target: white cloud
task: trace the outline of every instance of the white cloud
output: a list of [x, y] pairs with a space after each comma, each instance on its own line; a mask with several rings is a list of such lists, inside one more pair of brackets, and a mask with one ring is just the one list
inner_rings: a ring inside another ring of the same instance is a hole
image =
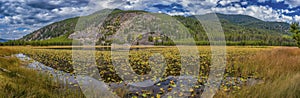
[[240, 2], [240, 0], [221, 0], [219, 3], [224, 6], [232, 2]]
[[299, 7], [300, 6], [300, 0], [285, 0], [285, 4], [288, 4], [290, 8]]
[[295, 15], [295, 16], [294, 16], [294, 21], [296, 21], [296, 22], [300, 22], [300, 16], [298, 16], [298, 15]]
[[247, 5], [248, 2], [247, 1], [244, 1], [244, 2], [241, 2], [242, 5]]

WHAT THE EXERCISE ASKS: Reproduce all the lines of the data above, including the labeling instructions, and multiply every coordinate in the outlines by 0.8, rounding each result to the nearest whole number with halves rounded up. Omit the picture from your answer.

ANSWER TO THIS EXERCISE:
target: white cloud
task: trace the outline of every instance of the white cloud
output: a list of [x, y] pairs with a space after each comma, each instance on its own line; a mask with several rings is a list of such lists, inside one more pair of brackets, and a mask with one ring is just the one list
inner_rings: a ring inside another ring of the same instance is a hole
image =
[[192, 2], [192, 0], [177, 0], [175, 2], [179, 5], [186, 2]]
[[239, 6], [240, 5], [240, 0], [228, 0], [228, 3], [230, 3], [232, 6]]
[[236, 12], [236, 13], [235, 13], [235, 17], [237, 17], [237, 18], [240, 18], [240, 13], [238, 13], [238, 12]]
[[198, 4], [198, 2], [198, 1], [195, 1], [195, 2], [193, 2], [194, 4]]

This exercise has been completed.